- What the task requires
Please print all of the material below, word for word.

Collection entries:

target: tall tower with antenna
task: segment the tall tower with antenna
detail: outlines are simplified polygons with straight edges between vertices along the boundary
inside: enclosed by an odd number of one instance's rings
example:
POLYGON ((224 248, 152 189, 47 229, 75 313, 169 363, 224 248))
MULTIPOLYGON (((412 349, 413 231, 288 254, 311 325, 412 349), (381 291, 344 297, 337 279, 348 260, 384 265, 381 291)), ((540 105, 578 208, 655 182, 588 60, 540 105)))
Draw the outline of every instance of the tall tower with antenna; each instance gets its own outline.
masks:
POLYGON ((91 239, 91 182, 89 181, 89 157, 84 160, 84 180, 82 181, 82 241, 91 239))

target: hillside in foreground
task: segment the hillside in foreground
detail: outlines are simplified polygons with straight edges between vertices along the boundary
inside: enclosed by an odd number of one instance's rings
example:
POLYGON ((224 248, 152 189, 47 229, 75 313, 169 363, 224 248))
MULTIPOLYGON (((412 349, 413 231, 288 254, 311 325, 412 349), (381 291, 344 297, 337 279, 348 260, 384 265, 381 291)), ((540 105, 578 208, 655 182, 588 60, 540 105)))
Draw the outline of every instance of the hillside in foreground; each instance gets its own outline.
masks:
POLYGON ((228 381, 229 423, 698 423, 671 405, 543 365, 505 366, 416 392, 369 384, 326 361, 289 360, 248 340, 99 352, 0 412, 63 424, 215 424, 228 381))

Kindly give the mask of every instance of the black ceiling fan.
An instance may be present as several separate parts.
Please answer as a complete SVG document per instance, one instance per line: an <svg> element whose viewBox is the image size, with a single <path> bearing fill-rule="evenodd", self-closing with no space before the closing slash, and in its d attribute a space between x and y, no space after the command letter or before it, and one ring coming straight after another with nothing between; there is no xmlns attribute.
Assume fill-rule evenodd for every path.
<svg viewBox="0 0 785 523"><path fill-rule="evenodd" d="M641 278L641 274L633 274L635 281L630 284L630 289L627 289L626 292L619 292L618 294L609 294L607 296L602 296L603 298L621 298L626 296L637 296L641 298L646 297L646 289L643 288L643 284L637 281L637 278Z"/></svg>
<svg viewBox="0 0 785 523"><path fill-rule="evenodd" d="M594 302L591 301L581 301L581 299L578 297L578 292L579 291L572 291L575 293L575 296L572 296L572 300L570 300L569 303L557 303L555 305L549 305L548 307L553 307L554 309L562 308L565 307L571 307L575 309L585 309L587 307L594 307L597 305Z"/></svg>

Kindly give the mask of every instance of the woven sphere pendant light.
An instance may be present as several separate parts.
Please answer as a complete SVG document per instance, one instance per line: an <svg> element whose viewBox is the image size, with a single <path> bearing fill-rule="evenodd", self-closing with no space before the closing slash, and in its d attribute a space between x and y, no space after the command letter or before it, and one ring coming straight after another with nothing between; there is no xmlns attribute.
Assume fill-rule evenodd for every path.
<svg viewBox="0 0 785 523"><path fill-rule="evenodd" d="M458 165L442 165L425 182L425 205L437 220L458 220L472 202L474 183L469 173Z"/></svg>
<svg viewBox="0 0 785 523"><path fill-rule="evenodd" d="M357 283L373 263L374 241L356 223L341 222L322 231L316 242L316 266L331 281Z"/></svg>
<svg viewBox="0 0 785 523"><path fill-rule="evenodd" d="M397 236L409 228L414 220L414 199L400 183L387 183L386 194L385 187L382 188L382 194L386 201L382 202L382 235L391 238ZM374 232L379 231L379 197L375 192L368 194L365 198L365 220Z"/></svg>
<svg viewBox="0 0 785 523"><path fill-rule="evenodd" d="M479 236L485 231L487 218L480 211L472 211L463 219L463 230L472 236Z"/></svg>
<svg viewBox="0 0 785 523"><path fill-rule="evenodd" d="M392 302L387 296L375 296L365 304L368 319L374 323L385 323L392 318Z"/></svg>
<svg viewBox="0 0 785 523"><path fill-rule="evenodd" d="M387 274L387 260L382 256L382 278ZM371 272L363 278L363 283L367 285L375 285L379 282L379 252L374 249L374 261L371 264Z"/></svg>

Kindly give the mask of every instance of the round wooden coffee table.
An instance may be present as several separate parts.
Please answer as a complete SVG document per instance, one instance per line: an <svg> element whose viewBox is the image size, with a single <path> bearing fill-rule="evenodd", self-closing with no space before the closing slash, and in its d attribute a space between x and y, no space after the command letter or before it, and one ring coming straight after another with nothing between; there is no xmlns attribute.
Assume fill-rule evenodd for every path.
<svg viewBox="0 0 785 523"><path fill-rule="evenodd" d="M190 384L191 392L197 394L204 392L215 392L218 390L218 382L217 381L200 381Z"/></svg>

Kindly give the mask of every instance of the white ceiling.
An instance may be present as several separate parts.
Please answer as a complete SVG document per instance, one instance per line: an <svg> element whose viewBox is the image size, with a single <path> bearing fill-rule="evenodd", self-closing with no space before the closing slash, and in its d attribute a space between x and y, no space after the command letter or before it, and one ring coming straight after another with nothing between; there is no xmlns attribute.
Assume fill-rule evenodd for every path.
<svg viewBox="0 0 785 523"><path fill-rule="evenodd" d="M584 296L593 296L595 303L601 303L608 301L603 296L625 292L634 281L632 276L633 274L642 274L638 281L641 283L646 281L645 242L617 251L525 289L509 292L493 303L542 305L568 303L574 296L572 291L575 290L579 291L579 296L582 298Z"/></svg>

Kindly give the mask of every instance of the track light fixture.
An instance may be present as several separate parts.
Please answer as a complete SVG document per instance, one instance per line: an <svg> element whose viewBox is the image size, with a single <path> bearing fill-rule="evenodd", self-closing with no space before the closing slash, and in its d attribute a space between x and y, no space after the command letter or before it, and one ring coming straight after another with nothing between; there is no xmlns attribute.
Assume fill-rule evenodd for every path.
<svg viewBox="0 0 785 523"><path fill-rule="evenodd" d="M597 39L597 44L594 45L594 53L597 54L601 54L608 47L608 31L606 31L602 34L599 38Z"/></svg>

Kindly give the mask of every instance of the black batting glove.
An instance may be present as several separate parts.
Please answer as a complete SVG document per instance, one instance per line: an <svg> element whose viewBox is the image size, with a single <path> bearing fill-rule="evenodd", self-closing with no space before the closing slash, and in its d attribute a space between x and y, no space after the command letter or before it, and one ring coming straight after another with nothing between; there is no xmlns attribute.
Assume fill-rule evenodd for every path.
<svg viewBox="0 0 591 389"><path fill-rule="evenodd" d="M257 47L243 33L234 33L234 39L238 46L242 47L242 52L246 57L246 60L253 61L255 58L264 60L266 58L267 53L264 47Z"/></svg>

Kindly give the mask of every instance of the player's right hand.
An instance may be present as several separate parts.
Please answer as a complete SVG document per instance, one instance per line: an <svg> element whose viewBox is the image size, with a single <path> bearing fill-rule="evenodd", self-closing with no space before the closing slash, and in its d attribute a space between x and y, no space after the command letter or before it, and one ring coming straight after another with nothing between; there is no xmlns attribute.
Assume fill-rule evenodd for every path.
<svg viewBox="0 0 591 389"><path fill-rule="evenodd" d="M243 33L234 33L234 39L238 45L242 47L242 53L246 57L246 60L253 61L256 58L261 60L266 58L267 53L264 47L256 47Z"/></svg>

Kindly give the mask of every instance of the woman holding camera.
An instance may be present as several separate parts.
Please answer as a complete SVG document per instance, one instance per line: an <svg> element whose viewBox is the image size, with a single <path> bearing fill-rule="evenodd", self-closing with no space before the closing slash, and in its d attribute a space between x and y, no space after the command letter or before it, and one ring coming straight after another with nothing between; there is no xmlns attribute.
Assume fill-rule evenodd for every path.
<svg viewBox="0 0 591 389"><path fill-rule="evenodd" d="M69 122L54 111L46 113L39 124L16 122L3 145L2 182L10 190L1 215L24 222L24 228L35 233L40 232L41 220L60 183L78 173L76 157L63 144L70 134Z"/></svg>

- Solution to this problem
target: tall tower with antenna
task: segment the tall tower with antenna
detail: outlines are simplified polygons with straight edges between vertices along the boundary
inside: enclosed by an odd number of one instance's rings
example:
POLYGON ((224 248, 152 189, 47 229, 75 313, 169 363, 224 248))
MULTIPOLYGON (((412 349, 413 231, 288 254, 311 325, 412 349), (381 291, 344 297, 337 279, 348 260, 384 265, 381 291)), ((540 105, 578 208, 655 182, 588 60, 540 105)))
Draw the outline of every instance of the tall tower with antenna; each instance gets its own outline.
masks:
POLYGON ((91 239, 91 182, 89 181, 89 157, 84 160, 84 180, 82 181, 82 241, 91 239))

target: hillside in foreground
task: segment the hillside in foreground
detail: outlines are simplified polygons with straight edges between vertices along the boundary
inside: enclosed by an odd number of one instance's rings
example:
POLYGON ((224 248, 152 189, 47 229, 75 313, 169 363, 224 248))
MULTIPOLYGON (((412 349, 413 231, 288 254, 311 325, 412 349), (381 291, 344 297, 337 279, 348 260, 384 265, 381 291)), ((540 105, 578 208, 655 182, 588 60, 540 105)))
Draw the outline of every instance of the hillside in foreground; each instance gets its own outline.
masks:
POLYGON ((228 381, 229 423, 698 423, 671 405, 543 365, 505 366, 416 392, 369 384, 326 361, 289 360, 248 340, 99 352, 0 412, 63 424, 215 424, 228 381))

Kindly give the mask of every instance of the black ceiling fan.
An instance may be present as several separate parts.
Please answer as a complete SVG document per instance, one instance per line: an <svg> element whose viewBox is the image size, with a single <path> bearing fill-rule="evenodd", self-closing with no space before the closing slash, and in its d attribute a space between x and y, no space after the command letter or before it, and one ring coming straight after another with nothing between; there is no xmlns attribute.
Assume fill-rule evenodd for every path.
<svg viewBox="0 0 785 523"><path fill-rule="evenodd" d="M641 278L641 274L633 274L635 281L630 284L630 289L627 289L626 292L619 292L618 294L609 294L607 296L602 296L603 298L621 298L626 296L637 296L641 298L646 297L646 289L643 288L643 284L637 281L637 278Z"/></svg>
<svg viewBox="0 0 785 523"><path fill-rule="evenodd" d="M594 302L591 301L581 301L581 299L578 297L578 292L579 291L572 291L575 293L575 296L572 296L572 300L570 300L569 303L557 303L555 305L549 305L548 307L553 307L554 309L562 308L565 307L571 307L575 309L585 309L587 307L594 307L597 305Z"/></svg>

Kindly give the mask of every instance of the woven sphere pendant light.
An instance may be present as several separate parts.
Please answer as a complete SVG document per instance, one instance per line: an <svg> element whose viewBox is the image size, with a single <path> bearing fill-rule="evenodd", self-closing with no space before the closing slash, and in its d attribute a space between x and y, no space after the command letter or before it, and one ring coming straight after another with nothing between; there is no xmlns attribute.
Assume fill-rule evenodd for every path.
<svg viewBox="0 0 785 523"><path fill-rule="evenodd" d="M458 165L442 165L425 182L425 205L437 220L458 220L472 202L474 183L469 173Z"/></svg>
<svg viewBox="0 0 785 523"><path fill-rule="evenodd" d="M357 283L373 263L374 241L356 223L341 222L322 231L316 242L316 266L331 281Z"/></svg>
<svg viewBox="0 0 785 523"><path fill-rule="evenodd" d="M397 236L409 228L414 220L414 199L400 183L387 183L386 194L385 187L382 188L382 194L386 201L382 202L382 235L391 238ZM374 232L379 231L379 197L375 192L368 194L365 198L365 220Z"/></svg>
<svg viewBox="0 0 785 523"><path fill-rule="evenodd" d="M479 236L485 231L487 218L480 211L472 211L463 219L463 230L472 236Z"/></svg>
<svg viewBox="0 0 785 523"><path fill-rule="evenodd" d="M392 302L387 296L375 296L365 304L368 319L374 323L385 323L392 318Z"/></svg>
<svg viewBox="0 0 785 523"><path fill-rule="evenodd" d="M387 274L387 260L382 256L382 278ZM371 272L363 278L363 283L367 285L375 285L379 282L379 252L374 249L374 261L371 264Z"/></svg>

Kindly give the mask of every instance of the round wooden coffee table.
An instance may be present as several separate parts.
Please answer as a complete SVG document per instance, one instance per line: an <svg> element whose viewBox is the image size, with a single <path> bearing fill-rule="evenodd", self-closing with no space before the closing slash, and in its d attribute a space between x and y, no space after the command letter or before it, and one ring coming straight after another with nothing between; there is no xmlns attribute.
Assume fill-rule evenodd for every path.
<svg viewBox="0 0 785 523"><path fill-rule="evenodd" d="M190 384L191 392L197 394L204 392L215 392L218 390L218 382L217 381L200 381Z"/></svg>

Kindly give the mask of every instance of the white ceiling.
An instance may be present as several separate parts.
Please answer as a complete SVG document per instance, one instance per line: an <svg> element whose viewBox is the image size, with a single <path> bearing fill-rule="evenodd", self-closing with no space before the closing slash, and in its d attribute a space between x and y, no space after the command letter or before it, and one ring coming straight after another with nothing between; there is no xmlns attribute.
Assume fill-rule evenodd for every path.
<svg viewBox="0 0 785 523"><path fill-rule="evenodd" d="M584 296L593 296L595 303L601 303L608 301L603 296L625 292L634 281L632 276L633 274L642 274L638 281L641 283L646 281L645 242L617 251L525 289L509 292L493 303L542 305L568 303L574 296L572 291L575 290L579 291L579 296L582 298Z"/></svg>

Kindly give the mask of every instance of the track light fixture.
An instance may be present as several separate parts.
Please answer as a complete SVG document per instance, one instance per line: an <svg> element whose viewBox is the image size, with a single <path> bearing fill-rule="evenodd", self-closing with no space before the closing slash, and in its d attribute a space between x and y, no space after the command letter or before it, and one ring coming straight after another with nothing between; there is no xmlns attribute.
Assume fill-rule evenodd for every path.
<svg viewBox="0 0 785 523"><path fill-rule="evenodd" d="M597 39L597 44L594 45L594 53L597 54L601 54L608 47L608 31L606 31L602 34L599 38Z"/></svg>

Kindly give the mask of every instance of the black batting glove.
An instance may be present as several separate parts.
Please answer as a complete SVG document per instance, one instance per line: an <svg> element whose viewBox is the image size, with a single <path> bearing fill-rule="evenodd", self-closing with no space before the closing slash, and in its d attribute a space between x and y, no space after the command letter or before it, and one ring coming straight after another with nothing between; there is no xmlns attribute.
Assume fill-rule evenodd for every path.
<svg viewBox="0 0 591 389"><path fill-rule="evenodd" d="M257 47L243 33L234 33L234 39L238 46L242 47L242 52L246 57L246 60L253 61L255 58L264 60L266 58L267 53L264 47Z"/></svg>

Kindly give the mask of every instance of the player's right hand.
An instance may be present as several separate parts.
Please answer as a complete SVG document per instance, one instance per line: an <svg> element whose viewBox is the image size, with a single <path> bearing fill-rule="evenodd", self-closing with no space before the closing slash, and in its d attribute a space between x and y, no space after the command letter or before it, and one ring coming straight after another with nothing between; there is no xmlns attribute.
Assume fill-rule evenodd for every path.
<svg viewBox="0 0 591 389"><path fill-rule="evenodd" d="M243 33L234 33L234 39L238 45L242 47L242 53L246 57L246 60L253 61L256 58L261 60L266 58L267 53L264 47L256 47Z"/></svg>

Kindly give the mask of every instance of the woman holding camera.
An instance may be present as several separate parts.
Please answer as a complete SVG document per instance, one instance per line: an <svg> element whose viewBox is the image size, with a single <path> bearing fill-rule="evenodd", self-closing with no space before the closing slash, and in its d attribute a space between x and y, no space after the command letter or before it, and one ring coming straight after another with nothing between; there is no xmlns attribute.
Assume fill-rule evenodd for every path.
<svg viewBox="0 0 591 389"><path fill-rule="evenodd" d="M69 122L54 111L46 113L39 124L16 122L3 145L2 182L10 190L1 215L24 222L24 228L35 233L40 232L41 220L60 183L78 173L76 157L63 144L70 134Z"/></svg>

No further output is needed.